:: Task data ::
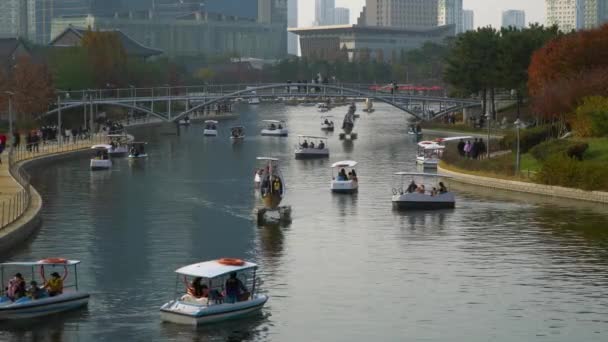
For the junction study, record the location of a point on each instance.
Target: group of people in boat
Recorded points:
(312, 145)
(414, 188)
(234, 290)
(17, 287)
(343, 176)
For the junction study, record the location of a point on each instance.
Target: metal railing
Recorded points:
(14, 206)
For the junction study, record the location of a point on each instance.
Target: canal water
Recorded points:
(500, 267)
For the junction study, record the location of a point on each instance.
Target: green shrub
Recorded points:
(569, 148)
(528, 138)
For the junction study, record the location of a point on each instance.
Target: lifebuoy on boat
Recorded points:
(231, 262)
(53, 261)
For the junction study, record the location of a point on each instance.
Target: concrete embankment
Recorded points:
(531, 188)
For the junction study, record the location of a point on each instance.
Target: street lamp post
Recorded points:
(518, 153)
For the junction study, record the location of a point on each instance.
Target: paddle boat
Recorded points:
(275, 128)
(237, 133)
(119, 145)
(38, 301)
(210, 128)
(101, 160)
(306, 148)
(344, 180)
(137, 150)
(420, 196)
(215, 291)
(272, 183)
(184, 122)
(326, 123)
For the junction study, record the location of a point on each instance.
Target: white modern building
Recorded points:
(341, 16)
(324, 12)
(468, 20)
(292, 21)
(514, 18)
(450, 13)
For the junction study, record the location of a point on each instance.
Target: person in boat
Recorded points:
(35, 292)
(54, 285)
(234, 288)
(16, 287)
(442, 188)
(412, 187)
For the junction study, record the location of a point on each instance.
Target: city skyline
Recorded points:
(487, 12)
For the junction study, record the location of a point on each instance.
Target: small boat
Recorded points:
(418, 197)
(101, 160)
(237, 133)
(275, 128)
(306, 148)
(272, 183)
(184, 122)
(214, 304)
(137, 150)
(40, 302)
(210, 128)
(346, 180)
(327, 124)
(369, 106)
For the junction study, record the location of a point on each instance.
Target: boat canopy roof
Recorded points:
(345, 163)
(40, 263)
(101, 147)
(311, 137)
(213, 269)
(421, 174)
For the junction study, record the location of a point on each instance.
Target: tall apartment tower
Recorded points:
(401, 13)
(514, 18)
(324, 12)
(468, 20)
(341, 16)
(292, 21)
(450, 13)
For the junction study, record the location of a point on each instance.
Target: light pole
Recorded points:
(488, 118)
(518, 153)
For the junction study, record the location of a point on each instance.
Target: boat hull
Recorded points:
(43, 307)
(187, 314)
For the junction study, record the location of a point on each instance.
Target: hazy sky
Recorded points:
(487, 12)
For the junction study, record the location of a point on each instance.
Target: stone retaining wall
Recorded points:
(532, 188)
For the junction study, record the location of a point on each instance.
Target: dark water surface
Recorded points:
(500, 267)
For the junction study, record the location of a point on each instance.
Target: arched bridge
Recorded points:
(173, 103)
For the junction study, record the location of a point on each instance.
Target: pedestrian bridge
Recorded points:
(170, 104)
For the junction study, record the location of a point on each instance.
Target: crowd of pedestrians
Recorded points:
(472, 150)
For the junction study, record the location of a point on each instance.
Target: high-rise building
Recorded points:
(324, 12)
(468, 20)
(341, 16)
(514, 18)
(571, 15)
(18, 19)
(292, 21)
(401, 13)
(450, 13)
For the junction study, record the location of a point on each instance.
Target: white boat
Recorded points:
(101, 160)
(275, 128)
(40, 303)
(344, 180)
(326, 123)
(119, 145)
(237, 133)
(419, 196)
(272, 183)
(210, 128)
(307, 149)
(191, 308)
(137, 150)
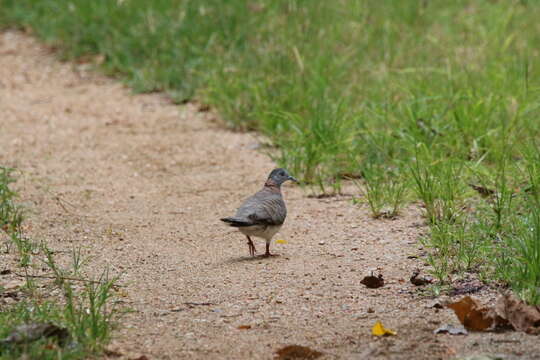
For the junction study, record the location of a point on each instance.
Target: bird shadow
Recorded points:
(242, 259)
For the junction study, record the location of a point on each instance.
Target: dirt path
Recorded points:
(140, 184)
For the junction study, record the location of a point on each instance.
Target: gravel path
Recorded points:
(140, 184)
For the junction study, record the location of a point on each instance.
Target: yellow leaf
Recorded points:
(379, 330)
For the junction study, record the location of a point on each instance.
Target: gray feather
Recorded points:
(266, 207)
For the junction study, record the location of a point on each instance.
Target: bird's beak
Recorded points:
(293, 179)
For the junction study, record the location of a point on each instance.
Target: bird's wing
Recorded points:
(266, 207)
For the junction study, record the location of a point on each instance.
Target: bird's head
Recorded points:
(278, 177)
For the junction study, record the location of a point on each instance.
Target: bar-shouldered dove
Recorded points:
(262, 214)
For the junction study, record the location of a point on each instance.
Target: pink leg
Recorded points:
(251, 246)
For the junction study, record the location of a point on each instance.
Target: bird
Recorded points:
(262, 214)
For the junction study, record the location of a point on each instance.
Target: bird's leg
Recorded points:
(267, 253)
(251, 246)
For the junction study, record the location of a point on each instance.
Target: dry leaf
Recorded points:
(472, 315)
(451, 329)
(420, 280)
(372, 281)
(291, 352)
(482, 190)
(12, 285)
(521, 316)
(30, 332)
(379, 330)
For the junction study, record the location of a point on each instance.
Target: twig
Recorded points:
(62, 278)
(198, 304)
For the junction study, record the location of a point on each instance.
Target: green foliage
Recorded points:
(85, 309)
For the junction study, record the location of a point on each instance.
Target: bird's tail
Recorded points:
(236, 222)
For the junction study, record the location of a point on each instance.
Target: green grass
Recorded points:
(420, 98)
(84, 307)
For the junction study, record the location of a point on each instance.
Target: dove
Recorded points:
(262, 214)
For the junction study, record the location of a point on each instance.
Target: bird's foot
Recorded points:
(252, 250)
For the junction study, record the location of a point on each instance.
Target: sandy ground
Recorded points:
(140, 184)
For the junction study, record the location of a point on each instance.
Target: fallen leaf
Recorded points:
(482, 190)
(372, 281)
(464, 287)
(12, 285)
(521, 316)
(472, 315)
(451, 329)
(420, 280)
(30, 332)
(112, 353)
(379, 330)
(291, 352)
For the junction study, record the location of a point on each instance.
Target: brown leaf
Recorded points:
(372, 281)
(521, 316)
(291, 352)
(112, 353)
(420, 280)
(451, 329)
(30, 332)
(472, 315)
(482, 190)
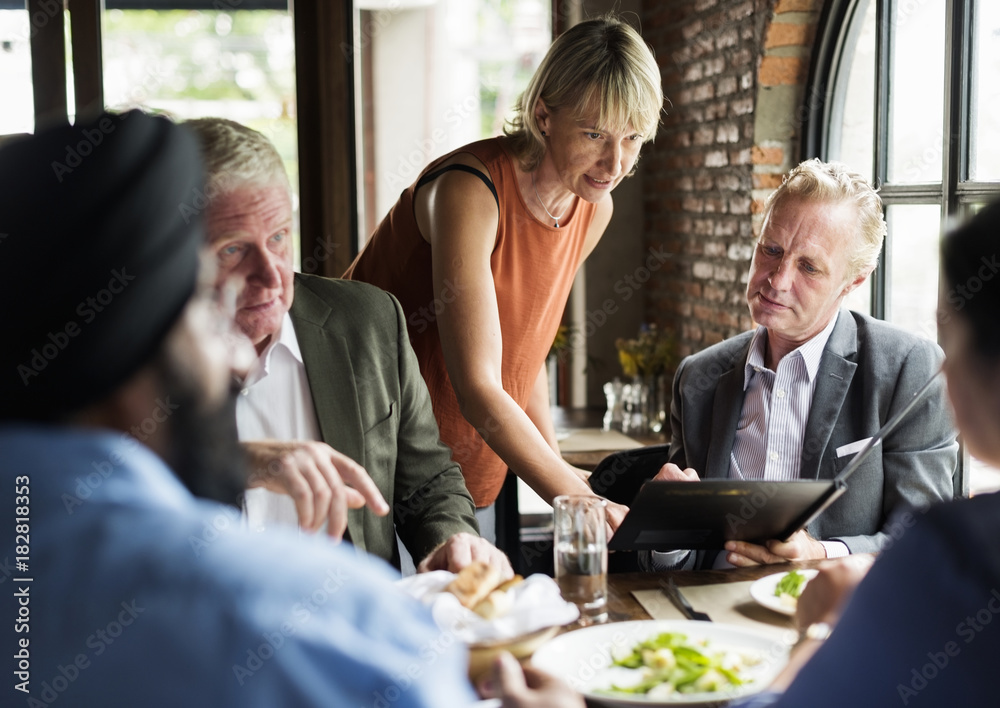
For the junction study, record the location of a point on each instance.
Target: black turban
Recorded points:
(98, 256)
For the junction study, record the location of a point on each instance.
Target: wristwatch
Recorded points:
(817, 631)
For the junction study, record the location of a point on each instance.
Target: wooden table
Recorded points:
(622, 606)
(583, 418)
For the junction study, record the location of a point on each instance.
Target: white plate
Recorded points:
(582, 658)
(763, 592)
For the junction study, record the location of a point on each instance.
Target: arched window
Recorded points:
(911, 99)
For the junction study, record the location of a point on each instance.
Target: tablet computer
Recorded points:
(704, 515)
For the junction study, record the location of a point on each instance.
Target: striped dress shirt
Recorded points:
(772, 425)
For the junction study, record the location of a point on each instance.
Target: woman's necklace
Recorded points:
(551, 216)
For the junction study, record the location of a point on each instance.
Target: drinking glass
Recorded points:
(581, 554)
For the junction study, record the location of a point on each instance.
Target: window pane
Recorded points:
(917, 92)
(853, 120)
(985, 161)
(466, 62)
(912, 288)
(191, 64)
(18, 113)
(860, 299)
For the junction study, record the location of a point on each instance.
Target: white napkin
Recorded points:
(537, 604)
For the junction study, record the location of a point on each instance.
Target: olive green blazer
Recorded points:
(372, 405)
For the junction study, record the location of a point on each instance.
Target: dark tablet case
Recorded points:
(670, 515)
:::
Retype only the lines above between the line with "Target: green shrub" and the line with "Target: concrete embankment", counting those two lines as well, and keep every character as it is.

- Answer box:
Target: green shrub
Recorded points:
(569, 148)
(528, 138)
For the junction study, record the location of a point on each instance.
Target: lifebuoy on boat
Recorded points:
(231, 262)
(53, 261)
For the junction study, record the location of a point on each instance.
Target: concrete embankment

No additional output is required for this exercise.